▸ GOAL:
Copy everything from the start of the records down to the line containing "Provide the mask of every instance of the shopping", replacing "shopping cart" with "grocery cart" and changing nothing else. Omit the pictures.

▸ MATERIAL PROVIDED:
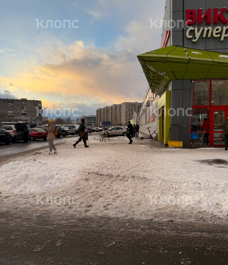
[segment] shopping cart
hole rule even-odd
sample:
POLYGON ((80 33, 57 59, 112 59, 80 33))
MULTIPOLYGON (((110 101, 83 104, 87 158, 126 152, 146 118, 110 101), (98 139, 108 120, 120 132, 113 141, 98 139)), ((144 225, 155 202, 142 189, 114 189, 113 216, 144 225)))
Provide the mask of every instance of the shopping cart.
POLYGON ((110 141, 109 138, 108 137, 108 134, 107 132, 104 132, 101 133, 101 137, 100 138, 100 141, 106 141, 106 140, 108 140, 110 141))
POLYGON ((204 145, 205 143, 204 141, 204 134, 205 130, 197 131, 194 132, 198 136, 198 139, 192 139, 191 138, 190 148, 200 147, 201 145, 204 145))

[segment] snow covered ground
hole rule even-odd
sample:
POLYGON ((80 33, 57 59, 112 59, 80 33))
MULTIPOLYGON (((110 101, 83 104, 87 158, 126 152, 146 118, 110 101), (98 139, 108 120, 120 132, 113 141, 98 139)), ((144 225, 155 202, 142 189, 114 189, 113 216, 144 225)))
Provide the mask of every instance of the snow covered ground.
POLYGON ((34 213, 154 220, 224 222, 227 218, 228 163, 224 148, 163 148, 126 137, 85 148, 69 139, 48 149, 12 158, 0 168, 3 205, 34 213), (206 160, 206 161, 205 161, 206 160))

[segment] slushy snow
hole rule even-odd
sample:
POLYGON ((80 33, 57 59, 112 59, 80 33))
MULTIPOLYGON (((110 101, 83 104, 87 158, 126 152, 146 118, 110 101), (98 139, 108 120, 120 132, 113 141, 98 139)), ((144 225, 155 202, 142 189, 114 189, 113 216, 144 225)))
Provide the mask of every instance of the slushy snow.
POLYGON ((163 148, 158 142, 126 137, 99 141, 92 136, 85 148, 75 139, 17 157, 0 168, 0 192, 7 202, 31 210, 65 214, 188 221, 227 218, 228 161, 224 148, 163 148), (66 196, 74 203, 61 203, 66 196), (38 204, 36 198, 40 199, 38 204), (58 197, 60 203, 47 197, 58 197), (214 218, 214 219, 213 219, 214 218))

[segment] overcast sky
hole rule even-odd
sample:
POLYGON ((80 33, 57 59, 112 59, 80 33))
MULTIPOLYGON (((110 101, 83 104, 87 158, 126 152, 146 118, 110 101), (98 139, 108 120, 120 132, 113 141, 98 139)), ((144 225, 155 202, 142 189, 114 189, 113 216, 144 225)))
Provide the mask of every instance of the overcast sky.
POLYGON ((0 0, 0 97, 77 108, 79 115, 142 101, 148 84, 136 56, 160 47, 161 28, 151 29, 150 19, 162 19, 164 3, 0 0), (48 20, 78 21, 43 28, 48 20))

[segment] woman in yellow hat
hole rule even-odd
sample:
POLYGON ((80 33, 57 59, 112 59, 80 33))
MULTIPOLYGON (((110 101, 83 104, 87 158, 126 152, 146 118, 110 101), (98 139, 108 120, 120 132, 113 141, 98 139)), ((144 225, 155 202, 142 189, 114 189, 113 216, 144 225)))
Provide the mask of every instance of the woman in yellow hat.
POLYGON ((53 148, 54 151, 54 153, 56 154, 58 153, 58 152, 54 144, 54 139, 56 138, 56 135, 54 133, 56 130, 56 125, 52 118, 49 120, 48 122, 48 129, 47 129, 48 131, 48 137, 47 139, 48 140, 48 144, 49 145, 49 154, 52 154, 53 148))

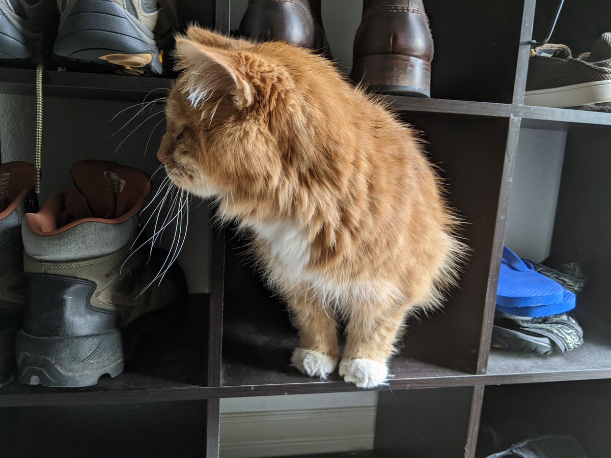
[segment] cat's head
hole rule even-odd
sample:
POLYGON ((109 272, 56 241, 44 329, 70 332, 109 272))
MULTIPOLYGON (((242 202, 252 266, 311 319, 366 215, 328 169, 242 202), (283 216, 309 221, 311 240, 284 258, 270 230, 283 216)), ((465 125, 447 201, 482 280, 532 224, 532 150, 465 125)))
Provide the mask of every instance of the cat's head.
POLYGON ((311 166, 334 135, 338 100, 354 90, 329 61, 284 43, 192 27, 175 55, 182 73, 158 157, 202 197, 269 194, 296 161, 311 166))

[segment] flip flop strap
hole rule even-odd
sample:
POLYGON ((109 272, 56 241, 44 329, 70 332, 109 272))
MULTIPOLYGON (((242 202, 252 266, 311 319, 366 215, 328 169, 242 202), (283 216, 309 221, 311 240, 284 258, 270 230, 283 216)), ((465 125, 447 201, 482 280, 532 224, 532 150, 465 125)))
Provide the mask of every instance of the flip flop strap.
POLYGON ((503 247, 503 260, 519 272, 526 272, 529 270, 528 266, 520 256, 505 246, 503 247))

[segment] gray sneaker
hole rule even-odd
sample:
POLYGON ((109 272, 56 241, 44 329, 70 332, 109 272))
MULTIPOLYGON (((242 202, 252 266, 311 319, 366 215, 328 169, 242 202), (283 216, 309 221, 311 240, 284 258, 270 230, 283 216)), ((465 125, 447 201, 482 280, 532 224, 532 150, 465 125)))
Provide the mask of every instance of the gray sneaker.
POLYGON ((177 0, 57 0, 53 50, 62 64, 111 65, 122 73, 161 75, 178 29, 177 0))
POLYGON ((611 103, 611 33, 591 51, 571 55, 564 45, 544 45, 529 60, 525 105, 606 111, 611 103))
POLYGON ((183 302, 186 294, 177 266, 146 289, 167 255, 131 251, 148 176, 100 161, 70 172, 80 193, 56 193, 22 224, 29 281, 16 350, 24 383, 85 387, 118 375, 128 352, 121 329, 138 322, 146 329, 142 319, 155 316, 150 312, 183 302))
POLYGON ((28 162, 0 164, 0 386, 12 378, 15 335, 23 313, 25 279, 21 220, 32 208, 34 167, 28 162))
POLYGON ((0 62, 49 62, 58 19, 55 0, 0 0, 0 62))

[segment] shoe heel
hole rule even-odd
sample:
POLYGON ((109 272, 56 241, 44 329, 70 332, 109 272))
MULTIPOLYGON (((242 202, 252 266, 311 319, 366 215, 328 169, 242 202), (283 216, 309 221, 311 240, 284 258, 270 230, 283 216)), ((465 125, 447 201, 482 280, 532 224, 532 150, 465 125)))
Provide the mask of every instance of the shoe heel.
POLYGON ((126 14, 113 2, 75 2, 61 19, 54 53, 62 64, 112 64, 130 74, 142 74, 146 68, 160 75, 163 68, 155 36, 126 14))
POLYGON ((15 353, 18 380, 26 385, 89 387, 101 376, 114 377, 123 369, 119 330, 73 337, 37 337, 21 330, 15 353))
POLYGON ((375 92, 431 96, 431 65, 417 57, 400 54, 367 56, 357 60, 351 76, 375 92))

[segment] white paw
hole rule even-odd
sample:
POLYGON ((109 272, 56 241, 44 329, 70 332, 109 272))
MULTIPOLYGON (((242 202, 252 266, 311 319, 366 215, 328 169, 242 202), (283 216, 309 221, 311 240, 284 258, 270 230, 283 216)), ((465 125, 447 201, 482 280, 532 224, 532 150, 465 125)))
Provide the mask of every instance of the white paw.
POLYGON ((373 388, 384 383, 388 369, 386 365, 373 360, 343 359, 340 363, 340 375, 359 388, 373 388))
POLYGON ((293 352, 291 362, 304 374, 321 379, 326 379, 337 364, 337 361, 327 355, 299 347, 293 352))

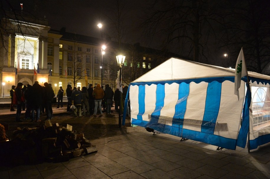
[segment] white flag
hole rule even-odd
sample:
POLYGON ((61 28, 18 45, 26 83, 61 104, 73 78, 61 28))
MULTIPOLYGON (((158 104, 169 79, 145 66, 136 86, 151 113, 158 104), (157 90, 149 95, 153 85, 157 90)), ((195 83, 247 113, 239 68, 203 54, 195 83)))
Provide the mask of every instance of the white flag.
POLYGON ((237 95, 239 100, 239 91, 238 89, 241 85, 241 78, 248 75, 248 72, 245 61, 243 47, 239 53, 236 64, 235 66, 235 74, 234 77, 234 94, 237 95))
MULTIPOLYGON (((122 88, 122 78, 121 78, 121 81, 119 78, 119 76, 120 74, 120 71, 118 71, 118 74, 117 74, 117 79, 116 79, 116 88, 119 88, 119 91, 123 93, 123 90, 122 88)), ((122 76, 122 74, 121 76, 122 76)))

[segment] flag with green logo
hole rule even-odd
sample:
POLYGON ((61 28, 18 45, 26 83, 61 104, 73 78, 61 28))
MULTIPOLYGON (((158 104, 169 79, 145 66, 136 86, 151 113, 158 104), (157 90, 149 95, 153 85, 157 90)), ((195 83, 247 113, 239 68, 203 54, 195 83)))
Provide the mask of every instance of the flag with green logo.
POLYGON ((241 78, 248 75, 246 66, 245 61, 243 47, 239 53, 236 64, 235 66, 235 75, 234 77, 234 94, 237 95, 239 100, 239 91, 238 89, 241 85, 241 78))

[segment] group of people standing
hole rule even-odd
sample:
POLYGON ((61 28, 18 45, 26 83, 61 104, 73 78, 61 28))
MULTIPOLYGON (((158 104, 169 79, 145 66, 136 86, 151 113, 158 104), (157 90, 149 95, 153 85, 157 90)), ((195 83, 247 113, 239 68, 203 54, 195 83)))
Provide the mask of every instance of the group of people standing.
POLYGON ((23 121, 21 119, 20 116, 24 105, 25 105, 26 108, 25 119, 31 119, 32 122, 40 122, 41 111, 43 113, 46 112, 47 119, 52 119, 52 102, 55 95, 51 84, 46 82, 43 84, 44 86, 42 87, 38 82, 35 81, 32 86, 29 84, 24 85, 26 87, 24 88, 24 90, 22 83, 18 83, 16 87, 12 86, 10 91, 12 101, 10 110, 15 111, 13 106, 17 105, 16 122, 23 121))

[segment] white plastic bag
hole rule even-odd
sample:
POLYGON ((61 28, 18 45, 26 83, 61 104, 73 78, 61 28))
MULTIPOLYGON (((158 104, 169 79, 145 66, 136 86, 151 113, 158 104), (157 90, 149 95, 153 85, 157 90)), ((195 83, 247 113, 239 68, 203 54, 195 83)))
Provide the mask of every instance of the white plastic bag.
POLYGON ((75 110, 76 109, 76 107, 75 107, 75 106, 74 105, 71 105, 71 106, 70 107, 70 109, 71 110, 75 110))

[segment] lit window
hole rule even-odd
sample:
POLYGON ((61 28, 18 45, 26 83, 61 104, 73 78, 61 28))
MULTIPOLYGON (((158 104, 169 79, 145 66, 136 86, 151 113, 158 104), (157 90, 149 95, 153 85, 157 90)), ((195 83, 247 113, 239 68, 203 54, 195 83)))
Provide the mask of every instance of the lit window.
POLYGON ((59 74, 62 74, 62 67, 59 66, 59 74))
POLYGON ((143 62, 143 68, 145 68, 146 66, 145 65, 145 62, 143 62))
POLYGON ((22 59, 22 68, 29 69, 29 59, 22 59))
POLYGON ((86 69, 86 75, 88 77, 90 76, 90 69, 89 68, 86 69))
POLYGON ((68 54, 68 61, 72 61, 72 54, 71 53, 68 54))
POLYGON ((80 76, 81 73, 81 68, 77 68, 77 76, 80 76))
POLYGON ((59 60, 63 60, 63 52, 59 52, 59 60))
POLYGON ((86 56, 86 62, 88 63, 90 62, 90 56, 89 55, 86 56))
POLYGON ((68 68, 67 69, 67 73, 68 73, 68 75, 72 75, 72 70, 71 67, 68 67, 68 68))
POLYGON ((50 62, 49 62, 47 64, 47 68, 53 69, 53 64, 50 62))
POLYGON ((77 83, 77 88, 79 86, 81 88, 81 83, 77 83))
POLYGON ((77 61, 81 62, 81 55, 77 55, 77 61))
POLYGON ((48 55, 50 56, 53 56, 53 47, 48 47, 48 55))
POLYGON ((99 63, 99 58, 97 57, 95 57, 95 63, 99 63))

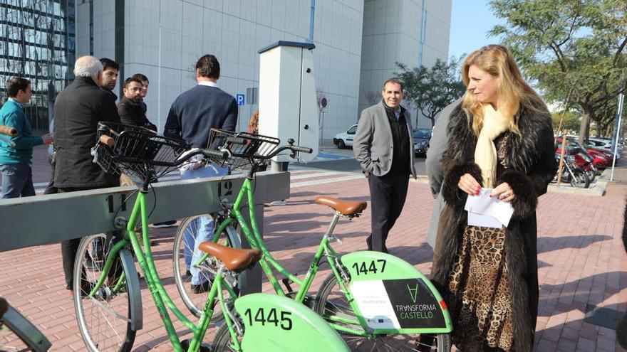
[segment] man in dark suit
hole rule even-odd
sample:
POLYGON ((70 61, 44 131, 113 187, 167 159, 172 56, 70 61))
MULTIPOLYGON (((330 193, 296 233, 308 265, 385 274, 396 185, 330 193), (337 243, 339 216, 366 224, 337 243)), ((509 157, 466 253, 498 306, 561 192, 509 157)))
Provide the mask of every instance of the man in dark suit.
POLYGON ((148 121, 145 110, 141 105, 142 87, 142 81, 134 77, 124 81, 124 95, 118 103, 118 113, 123 124, 157 132, 157 126, 148 121))
MULTIPOLYGON (((54 103, 54 185, 59 193, 118 186, 119 177, 104 172, 90 154, 98 122, 120 122, 113 95, 100 88, 103 65, 93 56, 83 56, 76 60, 74 75, 54 103)), ((61 241, 66 288, 70 290, 80 242, 80 238, 61 241)))
POLYGON ((370 186, 372 233, 368 250, 388 252, 385 240, 403 210, 409 176, 415 178, 411 117, 400 106, 400 82, 383 85, 383 100, 365 109, 353 141, 353 151, 370 186))
POLYGON ((115 61, 107 58, 100 59, 103 64, 103 79, 100 81, 100 88, 108 92, 114 97, 113 100, 118 100, 118 95, 113 92, 115 84, 118 83, 118 74, 120 72, 120 65, 115 61))
MULTIPOLYGON (((237 122, 237 103, 235 98, 218 87, 220 64, 212 55, 205 55, 196 63, 196 80, 198 85, 184 92, 172 103, 163 134, 187 142, 194 148, 206 148, 209 131, 218 128, 234 131, 237 122)), ((224 175, 226 168, 219 165, 190 163, 181 168, 181 178, 197 178, 224 175)), ((192 289, 202 293, 209 289, 209 281, 191 265, 200 259, 202 252, 198 245, 213 238, 214 221, 212 217, 198 220, 195 238, 185 239, 185 249, 193 248, 193 255, 186 251, 188 271, 192 274, 192 289)))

▸ SOLUTION FOR THIS TASK:
[segment] grocery cart
hole rule even-odd
sample:
POLYGON ((80 33, 57 59, 112 59, 80 33))
MULTIPOLYGON (((110 101, 83 104, 87 158, 126 152, 146 118, 110 101), (98 139, 108 120, 120 132, 113 141, 98 139)), ((144 225, 155 202, 142 189, 114 189, 113 216, 144 225)))
Provide the mask of every instance of the grocery cart.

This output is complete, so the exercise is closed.